> [COMPLETE THE FOLLOWING]:
(a) Answer each question from the KAE Operator page:
(i) Which framework does the KAE Operator use to manage the software components that KAE requires?
(ii) Which processors have KAE built in?
(iii) What happens to deployed services when a device goes offline?
(b) Write the next part of the KAE Operator page, picking up right after its final line.

> [SUPPLIED PASSAGE]:
KAE Operator
Feature Overview
Kubernetes provides access to special hardware resources (such as Kunpeng Accelerator Engine (KAE), NIC, InfiniBand adapter, and other devices) through device plugins. However, multiple software components (such as drivers, container runtimes, or other libraries) are required to configure and manage a node having these hardware resources. Installation of these components is complex, difficult, and error-prone. The KAE Operator uses the Operator Framework in Kubernetes to automatically manage all software components required for configuring KAE. These components include the KAE driver and KAE device plugin for Kubernetes.
KAE is a capability built into the Kunpeng 920 series processors. For details, see KAE Product Overview.
Applicable Scenarios
KAE-powered hardware acceleration: For services in the cluster that require KAE-powered hardware acceleration (such as encryption and decryption), the KAE Operator can automatically detect KAE-enabled nodes in the cluster and install and deploy necessary components.
Supported Capabilities
- Nodes with KAE devices can be automatically discovered.
- All necessary components of KAE can be automatically deployed and configured so that you can efficiently use KAE in Kubernetes clusters.
- When a device on a node is changed, components are automatically adjusted. For example, deployed services are reclaimed when a device goes offline.
Highlights
The KAE operator automatically manages all software components required for configuring the KAE, making KAE hardware easier to use and improving operational efficiency.
Implementation Principles
The operator observes changes in three types of resources:
- Custom resource definitions (CRDs) of the operator
- Nodes in the cluster (For example, a node is added to the cluster, or the label of a node in the cluster changes.)

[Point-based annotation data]
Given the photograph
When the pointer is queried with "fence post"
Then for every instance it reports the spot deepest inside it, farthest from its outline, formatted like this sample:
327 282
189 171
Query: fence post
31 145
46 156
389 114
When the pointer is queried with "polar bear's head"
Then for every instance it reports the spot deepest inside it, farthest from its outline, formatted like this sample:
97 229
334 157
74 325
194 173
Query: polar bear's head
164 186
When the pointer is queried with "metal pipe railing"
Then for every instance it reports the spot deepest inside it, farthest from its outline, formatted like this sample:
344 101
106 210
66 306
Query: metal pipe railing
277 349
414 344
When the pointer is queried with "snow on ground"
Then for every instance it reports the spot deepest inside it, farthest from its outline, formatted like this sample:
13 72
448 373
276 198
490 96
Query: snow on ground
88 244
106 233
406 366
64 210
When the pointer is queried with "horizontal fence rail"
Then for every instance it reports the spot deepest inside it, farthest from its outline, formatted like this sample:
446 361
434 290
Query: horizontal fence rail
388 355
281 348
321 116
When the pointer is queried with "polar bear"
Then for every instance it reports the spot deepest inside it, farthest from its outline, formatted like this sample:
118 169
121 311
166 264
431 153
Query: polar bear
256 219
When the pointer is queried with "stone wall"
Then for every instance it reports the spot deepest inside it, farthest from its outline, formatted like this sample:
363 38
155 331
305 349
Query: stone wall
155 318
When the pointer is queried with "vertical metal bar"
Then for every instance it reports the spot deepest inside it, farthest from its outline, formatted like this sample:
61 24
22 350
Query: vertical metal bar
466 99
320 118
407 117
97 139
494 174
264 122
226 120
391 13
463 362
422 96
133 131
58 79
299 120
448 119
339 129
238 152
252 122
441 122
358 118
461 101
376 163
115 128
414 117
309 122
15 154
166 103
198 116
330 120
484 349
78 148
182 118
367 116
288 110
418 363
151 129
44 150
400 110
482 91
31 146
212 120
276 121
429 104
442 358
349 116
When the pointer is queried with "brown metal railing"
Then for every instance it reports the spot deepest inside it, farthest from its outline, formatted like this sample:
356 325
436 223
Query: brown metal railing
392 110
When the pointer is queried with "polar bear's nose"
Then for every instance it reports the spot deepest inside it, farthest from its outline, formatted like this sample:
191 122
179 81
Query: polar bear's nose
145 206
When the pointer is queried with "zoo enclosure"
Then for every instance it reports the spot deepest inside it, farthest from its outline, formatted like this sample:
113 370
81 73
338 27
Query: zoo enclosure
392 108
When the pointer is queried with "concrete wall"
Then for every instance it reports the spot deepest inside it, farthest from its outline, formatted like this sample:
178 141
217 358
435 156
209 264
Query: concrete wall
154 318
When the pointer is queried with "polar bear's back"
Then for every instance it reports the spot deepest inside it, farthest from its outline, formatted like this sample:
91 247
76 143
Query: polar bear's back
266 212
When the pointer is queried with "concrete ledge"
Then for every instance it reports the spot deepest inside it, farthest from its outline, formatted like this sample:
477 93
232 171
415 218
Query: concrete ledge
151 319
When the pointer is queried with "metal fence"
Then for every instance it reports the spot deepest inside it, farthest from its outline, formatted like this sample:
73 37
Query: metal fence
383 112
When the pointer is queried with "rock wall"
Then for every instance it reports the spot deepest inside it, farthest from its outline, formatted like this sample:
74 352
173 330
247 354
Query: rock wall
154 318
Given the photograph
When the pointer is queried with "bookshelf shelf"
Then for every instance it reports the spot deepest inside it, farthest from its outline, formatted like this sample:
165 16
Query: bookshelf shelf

> [SOLVED TASKS]:
(a)
(i) The Operator Framework in Kubernetes.
(ii) The Kunpeng 920 series processors.
(iii) They are reclaimed.

(b)
- DaemonSets created by the operator
The operator manages two types of resources:
- Labels: The operator manages labels based on the system, kernel, and hardware devices discovered by the Node Feature Discovery (NFD) service, and assigns deployment-dependent labels to nodes.
- Components: The operator assembles resource files and installs services based on the CRD configuration.
The operator can manage components by:
- Installing or uninstalling components based on labels
- Upgrading or removing related components
Related Features
The KAE Operator currently manages the following components:
- KAE Driver Installer
- KAE Device Plugin
Figure 1 Implementation principles

Security Context for the Operator
Certain pods managed by the KAE Operator (for example, driver containers) require elevated privileges as follows:
privileged: truehostPID: truehostIPC: truehostNetwork: true
The reasons for elevating privileges are as follows:
- To access the file system and hardware devices of the host and install driver on the host
- To modify device permissions to enable usage by non-root users
Only Kubernetes cluster administrators need to access or manage the namespace to which the operator belongs. It is a good practice to establish appropriate security policies and prevent any other users from accessing the namespace to which the operator belongs.
Installation
Prerequisites
-
Ensure that kubectl and Helm CLI are installed on your host, or that a configurable application store or repository is available in the cluster.
-
To use the KAE driver container, all worker nodes or node groups running KAE workloads in a Kubernetes cluster must operate in the operating system (OS) of the same version (currently openEuler 22.03 LTS).
Worker node or node groups that run CPU workloads only may operate in any OS because the KAE Operator does not perform any configuration or management operation on a node that is not dedicated to KAE workloads.
-
The KAE node must be licensed. For details, see KAE Installation Preparations. In virtual machine (VM) scenarios, Single Root I/O Virtualization (SR-IOV) and PCIe passthrough must be properly configured. For details, see Using KAE on a KVM.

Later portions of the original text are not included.